_Dataset records_
= = = = = = =
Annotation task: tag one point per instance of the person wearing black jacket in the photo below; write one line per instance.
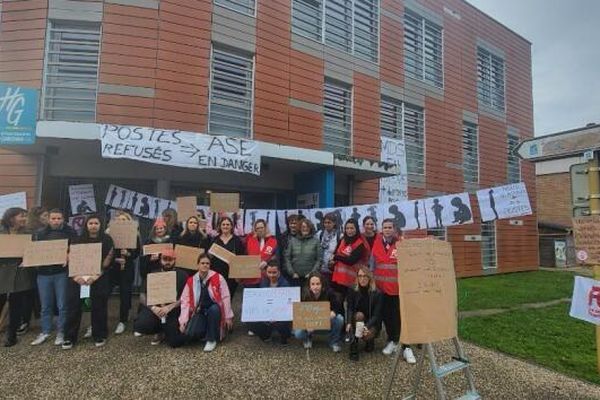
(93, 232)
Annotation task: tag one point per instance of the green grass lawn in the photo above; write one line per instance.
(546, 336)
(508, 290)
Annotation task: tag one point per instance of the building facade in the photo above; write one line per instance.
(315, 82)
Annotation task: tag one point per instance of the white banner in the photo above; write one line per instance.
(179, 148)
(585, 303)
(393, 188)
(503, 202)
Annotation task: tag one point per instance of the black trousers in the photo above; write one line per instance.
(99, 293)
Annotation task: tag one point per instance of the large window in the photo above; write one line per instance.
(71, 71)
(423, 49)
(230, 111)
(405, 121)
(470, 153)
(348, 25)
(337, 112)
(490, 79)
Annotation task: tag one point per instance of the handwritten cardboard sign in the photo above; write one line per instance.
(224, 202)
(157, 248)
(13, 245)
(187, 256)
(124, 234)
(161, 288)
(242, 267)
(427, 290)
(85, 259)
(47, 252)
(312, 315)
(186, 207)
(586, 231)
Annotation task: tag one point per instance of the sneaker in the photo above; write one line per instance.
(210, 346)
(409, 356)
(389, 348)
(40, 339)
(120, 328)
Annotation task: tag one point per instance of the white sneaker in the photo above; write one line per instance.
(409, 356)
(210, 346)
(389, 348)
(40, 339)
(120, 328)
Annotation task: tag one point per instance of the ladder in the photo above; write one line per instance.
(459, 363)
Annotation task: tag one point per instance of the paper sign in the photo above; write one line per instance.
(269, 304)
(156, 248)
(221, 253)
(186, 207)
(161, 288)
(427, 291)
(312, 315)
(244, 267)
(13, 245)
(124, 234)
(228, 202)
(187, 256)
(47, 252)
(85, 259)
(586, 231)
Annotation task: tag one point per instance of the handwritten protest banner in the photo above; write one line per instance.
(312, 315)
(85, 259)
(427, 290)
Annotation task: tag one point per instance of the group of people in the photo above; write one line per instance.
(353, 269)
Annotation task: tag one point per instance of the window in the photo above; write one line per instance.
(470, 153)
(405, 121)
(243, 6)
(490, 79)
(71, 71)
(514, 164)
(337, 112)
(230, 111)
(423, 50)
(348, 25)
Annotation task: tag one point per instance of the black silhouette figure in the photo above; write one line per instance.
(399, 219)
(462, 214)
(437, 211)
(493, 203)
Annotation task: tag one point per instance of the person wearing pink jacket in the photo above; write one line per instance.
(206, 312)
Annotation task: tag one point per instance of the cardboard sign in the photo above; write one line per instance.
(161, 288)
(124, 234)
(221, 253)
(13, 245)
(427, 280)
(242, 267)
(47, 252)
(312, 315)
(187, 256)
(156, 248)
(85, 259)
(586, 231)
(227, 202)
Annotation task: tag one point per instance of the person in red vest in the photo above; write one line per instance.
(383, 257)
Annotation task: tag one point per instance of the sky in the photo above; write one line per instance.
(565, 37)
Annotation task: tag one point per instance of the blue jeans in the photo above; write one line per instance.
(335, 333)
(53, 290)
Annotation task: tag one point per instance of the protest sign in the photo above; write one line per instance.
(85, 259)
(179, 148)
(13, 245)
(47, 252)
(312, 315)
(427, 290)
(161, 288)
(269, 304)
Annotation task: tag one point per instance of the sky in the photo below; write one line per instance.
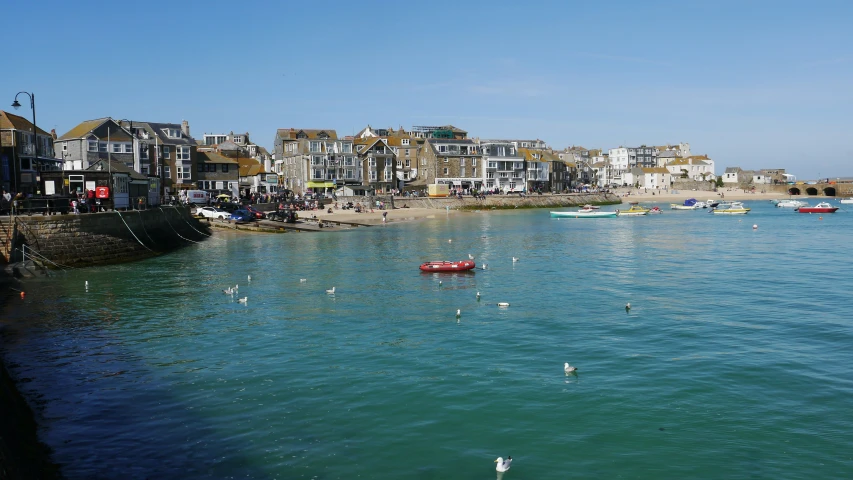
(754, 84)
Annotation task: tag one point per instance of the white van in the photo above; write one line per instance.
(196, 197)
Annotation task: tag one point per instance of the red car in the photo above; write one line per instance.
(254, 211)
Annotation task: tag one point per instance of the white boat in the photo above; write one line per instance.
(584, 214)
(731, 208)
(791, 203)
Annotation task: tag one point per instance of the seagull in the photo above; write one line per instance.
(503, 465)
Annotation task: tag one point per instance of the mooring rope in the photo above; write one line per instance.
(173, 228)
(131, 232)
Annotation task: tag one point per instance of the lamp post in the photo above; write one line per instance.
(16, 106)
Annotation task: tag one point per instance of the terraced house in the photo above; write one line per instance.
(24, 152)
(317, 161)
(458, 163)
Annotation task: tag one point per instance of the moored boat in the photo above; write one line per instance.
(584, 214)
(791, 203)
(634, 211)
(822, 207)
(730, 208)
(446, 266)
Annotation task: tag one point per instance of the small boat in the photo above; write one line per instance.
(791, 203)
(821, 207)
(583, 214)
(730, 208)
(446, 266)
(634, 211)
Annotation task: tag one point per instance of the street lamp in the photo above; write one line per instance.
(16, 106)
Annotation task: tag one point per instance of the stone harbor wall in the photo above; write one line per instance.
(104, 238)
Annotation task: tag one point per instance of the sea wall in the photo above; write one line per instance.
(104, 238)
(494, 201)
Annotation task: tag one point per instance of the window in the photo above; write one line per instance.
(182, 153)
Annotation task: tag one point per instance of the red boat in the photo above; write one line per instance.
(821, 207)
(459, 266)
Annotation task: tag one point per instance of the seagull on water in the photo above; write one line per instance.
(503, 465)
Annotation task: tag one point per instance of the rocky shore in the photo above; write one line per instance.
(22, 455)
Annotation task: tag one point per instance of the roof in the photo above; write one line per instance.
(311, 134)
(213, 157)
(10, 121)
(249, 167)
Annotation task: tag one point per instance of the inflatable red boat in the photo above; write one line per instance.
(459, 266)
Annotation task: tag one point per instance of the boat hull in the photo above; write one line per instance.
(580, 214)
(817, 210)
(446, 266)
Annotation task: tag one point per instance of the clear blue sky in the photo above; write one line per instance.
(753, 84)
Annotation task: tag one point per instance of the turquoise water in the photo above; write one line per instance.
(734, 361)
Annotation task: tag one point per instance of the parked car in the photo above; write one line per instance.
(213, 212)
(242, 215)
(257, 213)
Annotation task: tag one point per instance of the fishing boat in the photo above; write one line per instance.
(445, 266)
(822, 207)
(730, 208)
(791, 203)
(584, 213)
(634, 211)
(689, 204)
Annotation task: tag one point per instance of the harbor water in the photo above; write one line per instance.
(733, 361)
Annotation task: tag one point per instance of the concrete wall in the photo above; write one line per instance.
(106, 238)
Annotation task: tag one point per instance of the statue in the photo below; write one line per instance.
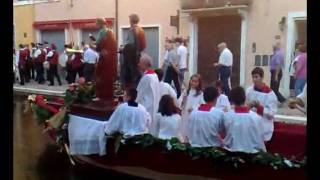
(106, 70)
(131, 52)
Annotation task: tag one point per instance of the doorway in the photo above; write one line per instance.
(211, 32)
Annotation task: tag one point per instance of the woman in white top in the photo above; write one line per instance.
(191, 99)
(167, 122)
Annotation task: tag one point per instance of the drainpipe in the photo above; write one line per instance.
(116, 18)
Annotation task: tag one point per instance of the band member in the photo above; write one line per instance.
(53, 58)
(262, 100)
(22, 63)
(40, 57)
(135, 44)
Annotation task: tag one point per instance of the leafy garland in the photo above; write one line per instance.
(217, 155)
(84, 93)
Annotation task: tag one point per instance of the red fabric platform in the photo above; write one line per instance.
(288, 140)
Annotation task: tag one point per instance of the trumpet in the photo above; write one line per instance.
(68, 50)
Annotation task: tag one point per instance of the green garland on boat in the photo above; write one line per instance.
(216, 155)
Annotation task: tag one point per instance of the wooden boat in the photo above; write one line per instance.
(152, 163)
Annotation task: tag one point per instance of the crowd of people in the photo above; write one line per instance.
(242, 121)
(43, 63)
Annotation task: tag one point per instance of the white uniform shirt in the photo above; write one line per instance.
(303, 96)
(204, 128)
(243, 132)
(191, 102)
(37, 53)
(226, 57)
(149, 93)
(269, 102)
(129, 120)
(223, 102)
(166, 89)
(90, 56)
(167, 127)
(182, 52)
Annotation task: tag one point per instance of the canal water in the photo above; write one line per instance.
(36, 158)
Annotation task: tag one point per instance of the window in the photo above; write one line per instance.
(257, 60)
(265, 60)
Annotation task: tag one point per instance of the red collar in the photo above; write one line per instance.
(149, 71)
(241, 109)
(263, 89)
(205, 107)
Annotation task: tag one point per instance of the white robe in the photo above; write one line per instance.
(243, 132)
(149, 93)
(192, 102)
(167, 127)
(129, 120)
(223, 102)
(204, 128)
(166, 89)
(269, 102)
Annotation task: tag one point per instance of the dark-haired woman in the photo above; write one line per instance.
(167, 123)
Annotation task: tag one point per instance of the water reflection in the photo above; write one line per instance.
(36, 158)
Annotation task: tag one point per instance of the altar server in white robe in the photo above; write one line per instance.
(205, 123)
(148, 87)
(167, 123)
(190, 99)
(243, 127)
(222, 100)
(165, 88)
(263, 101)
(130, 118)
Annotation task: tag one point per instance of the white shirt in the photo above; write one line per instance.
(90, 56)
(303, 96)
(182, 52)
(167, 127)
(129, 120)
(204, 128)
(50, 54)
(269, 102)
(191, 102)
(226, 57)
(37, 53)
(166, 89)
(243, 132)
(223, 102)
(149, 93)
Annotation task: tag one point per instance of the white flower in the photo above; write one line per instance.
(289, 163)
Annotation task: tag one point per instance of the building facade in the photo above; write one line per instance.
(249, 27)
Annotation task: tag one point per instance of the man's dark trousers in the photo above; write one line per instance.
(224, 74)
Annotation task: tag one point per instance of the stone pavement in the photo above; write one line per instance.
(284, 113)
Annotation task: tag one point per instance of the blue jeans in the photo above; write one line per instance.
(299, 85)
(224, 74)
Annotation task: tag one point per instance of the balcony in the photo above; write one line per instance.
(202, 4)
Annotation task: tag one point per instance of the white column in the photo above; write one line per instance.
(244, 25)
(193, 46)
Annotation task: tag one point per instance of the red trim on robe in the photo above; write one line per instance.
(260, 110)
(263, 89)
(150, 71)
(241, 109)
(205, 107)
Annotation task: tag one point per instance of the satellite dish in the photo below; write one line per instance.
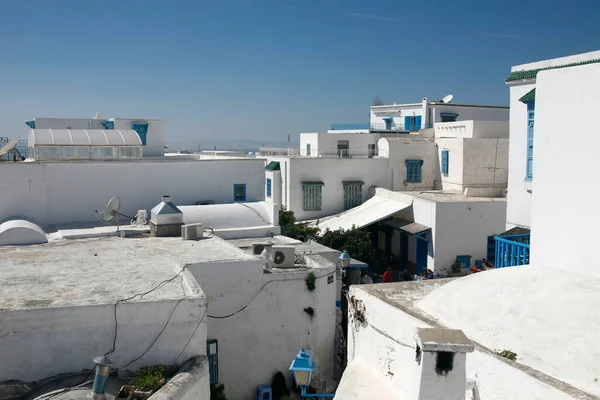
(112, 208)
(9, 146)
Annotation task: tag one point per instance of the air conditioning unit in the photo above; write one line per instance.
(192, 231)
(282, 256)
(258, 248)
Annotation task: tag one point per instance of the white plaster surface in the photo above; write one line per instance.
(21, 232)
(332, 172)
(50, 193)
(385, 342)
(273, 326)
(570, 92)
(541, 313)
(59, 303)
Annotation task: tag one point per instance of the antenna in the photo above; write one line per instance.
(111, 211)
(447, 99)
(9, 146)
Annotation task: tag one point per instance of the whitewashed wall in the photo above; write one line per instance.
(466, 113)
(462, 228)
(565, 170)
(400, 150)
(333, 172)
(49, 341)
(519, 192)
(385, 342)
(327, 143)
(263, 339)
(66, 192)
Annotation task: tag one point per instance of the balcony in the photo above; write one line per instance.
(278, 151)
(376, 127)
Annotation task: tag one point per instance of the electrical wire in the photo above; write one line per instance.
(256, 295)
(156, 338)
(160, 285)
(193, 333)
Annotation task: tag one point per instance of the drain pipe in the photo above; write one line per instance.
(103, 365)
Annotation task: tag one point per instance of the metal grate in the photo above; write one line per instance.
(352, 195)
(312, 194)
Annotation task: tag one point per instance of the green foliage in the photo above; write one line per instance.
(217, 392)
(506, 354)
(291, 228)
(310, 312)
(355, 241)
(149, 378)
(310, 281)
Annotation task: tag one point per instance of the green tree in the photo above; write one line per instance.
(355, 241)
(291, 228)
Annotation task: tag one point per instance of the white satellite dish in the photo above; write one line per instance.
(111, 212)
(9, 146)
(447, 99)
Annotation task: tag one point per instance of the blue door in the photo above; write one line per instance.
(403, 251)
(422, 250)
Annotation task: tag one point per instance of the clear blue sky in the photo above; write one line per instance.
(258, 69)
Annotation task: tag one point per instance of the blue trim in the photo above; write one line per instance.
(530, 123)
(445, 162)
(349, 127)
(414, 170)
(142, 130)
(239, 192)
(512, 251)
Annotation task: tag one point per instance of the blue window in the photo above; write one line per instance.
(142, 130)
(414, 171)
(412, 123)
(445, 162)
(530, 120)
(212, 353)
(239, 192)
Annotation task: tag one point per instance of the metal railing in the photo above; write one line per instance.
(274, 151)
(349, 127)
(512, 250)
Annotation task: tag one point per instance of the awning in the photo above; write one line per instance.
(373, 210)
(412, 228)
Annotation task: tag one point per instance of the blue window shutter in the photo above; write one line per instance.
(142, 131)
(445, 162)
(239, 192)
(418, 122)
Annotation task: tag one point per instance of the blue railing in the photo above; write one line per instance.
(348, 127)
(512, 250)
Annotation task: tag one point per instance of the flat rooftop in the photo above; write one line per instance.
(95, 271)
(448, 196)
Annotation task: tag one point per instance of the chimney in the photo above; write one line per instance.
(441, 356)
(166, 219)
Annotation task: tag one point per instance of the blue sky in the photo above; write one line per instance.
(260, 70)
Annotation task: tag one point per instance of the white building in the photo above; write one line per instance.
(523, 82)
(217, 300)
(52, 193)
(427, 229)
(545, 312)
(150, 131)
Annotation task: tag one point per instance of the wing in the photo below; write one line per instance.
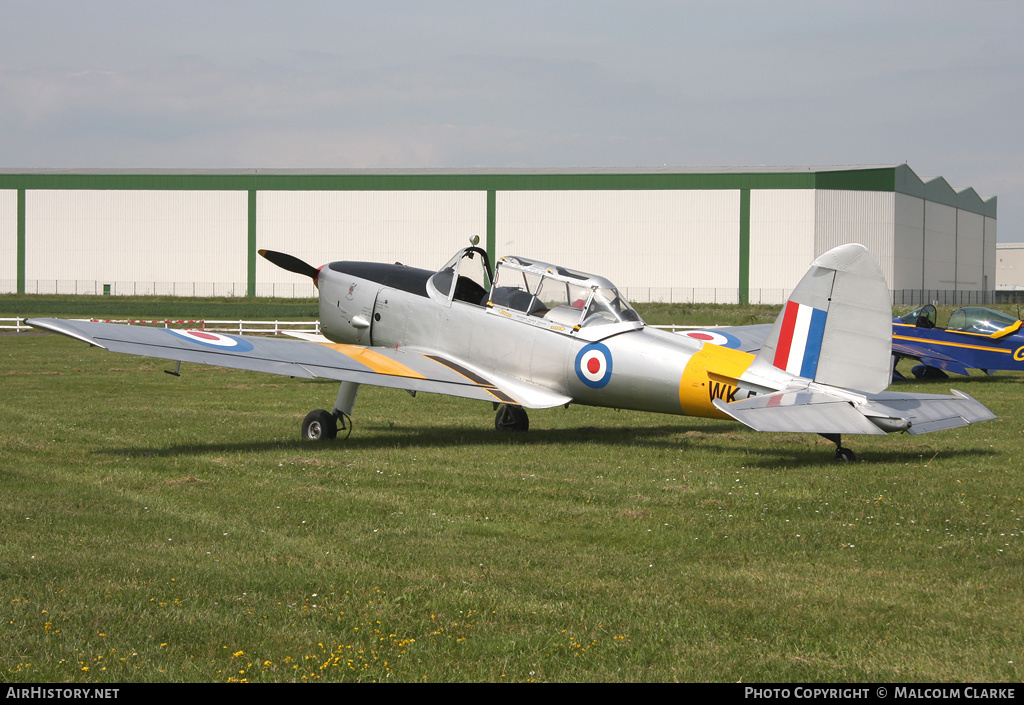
= = = = = = =
_Work item_
No pictures should appear in the answer, which is to be the lines from the line with "Annotation task: tag one point per instance of the awning" through the end of the records above, restated exactly.

_Exercise answer_
Annotation task: tag one point per instance of the awning in the photo above; write one line per instance.
(373, 210)
(412, 228)
Annotation task: tag one point per instance of the blue window shutter in the photo above; write one line per instance.
(142, 131)
(445, 162)
(239, 192)
(418, 122)
Annotation task: tag one point per instance of the blue railing in the photo above; write one line per instance.
(348, 127)
(512, 250)
Annotation task: tag one point per instance of the flat rooftop in the photo above; write one line per instance.
(95, 271)
(448, 196)
Annotation task: tag one point per instance of the chimney in the photo above; write one line per instance.
(441, 356)
(166, 219)
Annotation task: tag one point per instance of the blue sky in the photo above; write one line per instance.
(260, 70)
Annotation task: tag one point per instance of the white building in the photo above; write one line per instance.
(523, 82)
(217, 300)
(52, 193)
(427, 229)
(545, 312)
(150, 131)
Annotation task: tag one point per instance of the wing in the photo below; write one line per instance.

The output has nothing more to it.